Data for this exercise.
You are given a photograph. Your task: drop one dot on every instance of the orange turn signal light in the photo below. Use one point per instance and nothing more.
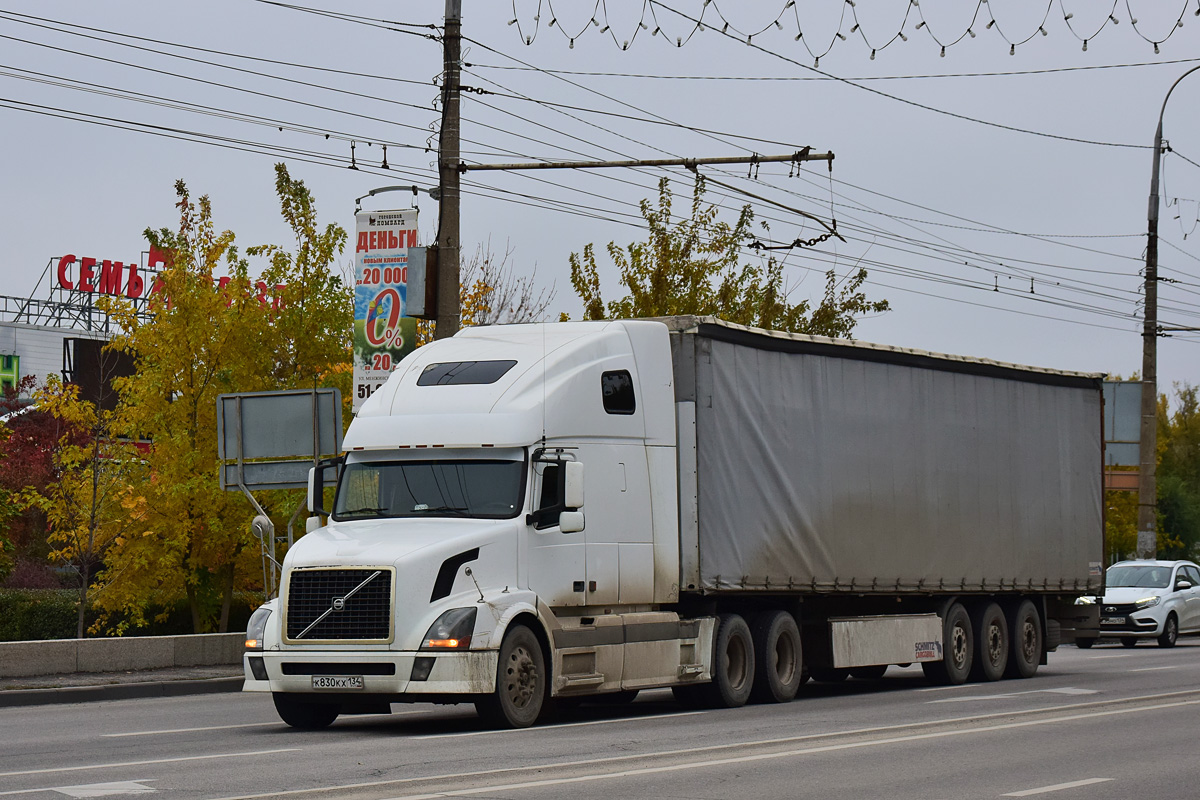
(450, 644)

---

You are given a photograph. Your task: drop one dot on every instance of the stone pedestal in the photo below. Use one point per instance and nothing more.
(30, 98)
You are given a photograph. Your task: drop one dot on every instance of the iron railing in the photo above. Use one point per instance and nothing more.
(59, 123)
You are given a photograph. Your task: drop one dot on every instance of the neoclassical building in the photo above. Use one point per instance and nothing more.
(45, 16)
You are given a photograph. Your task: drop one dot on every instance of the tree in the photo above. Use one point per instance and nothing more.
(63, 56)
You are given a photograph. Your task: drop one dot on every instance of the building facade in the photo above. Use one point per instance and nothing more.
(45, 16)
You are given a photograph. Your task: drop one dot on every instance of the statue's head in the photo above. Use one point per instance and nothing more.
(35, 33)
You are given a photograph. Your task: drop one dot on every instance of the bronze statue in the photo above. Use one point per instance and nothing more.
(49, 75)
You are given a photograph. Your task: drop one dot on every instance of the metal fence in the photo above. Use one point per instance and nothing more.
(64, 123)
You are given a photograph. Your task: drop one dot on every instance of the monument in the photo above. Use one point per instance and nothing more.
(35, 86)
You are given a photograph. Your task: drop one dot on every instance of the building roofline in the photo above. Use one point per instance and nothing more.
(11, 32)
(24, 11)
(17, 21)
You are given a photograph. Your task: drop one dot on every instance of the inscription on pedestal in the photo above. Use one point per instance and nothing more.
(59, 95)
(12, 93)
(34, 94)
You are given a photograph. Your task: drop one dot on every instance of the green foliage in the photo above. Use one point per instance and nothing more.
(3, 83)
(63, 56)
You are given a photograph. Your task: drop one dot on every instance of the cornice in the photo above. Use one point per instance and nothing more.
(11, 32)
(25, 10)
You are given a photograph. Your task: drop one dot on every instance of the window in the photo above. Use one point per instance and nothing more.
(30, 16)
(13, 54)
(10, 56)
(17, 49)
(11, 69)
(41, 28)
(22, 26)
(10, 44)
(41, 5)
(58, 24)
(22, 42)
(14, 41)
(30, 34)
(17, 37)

Problem details. Please pull out every line of the records above that contains the string "light", treating uppercase and lowercase as different.

Solution for this exercise.
You are given a photograph. Your task: drop one dot on every instance of the orange turn signal light in the photo below. Use one point per instance and nothing more.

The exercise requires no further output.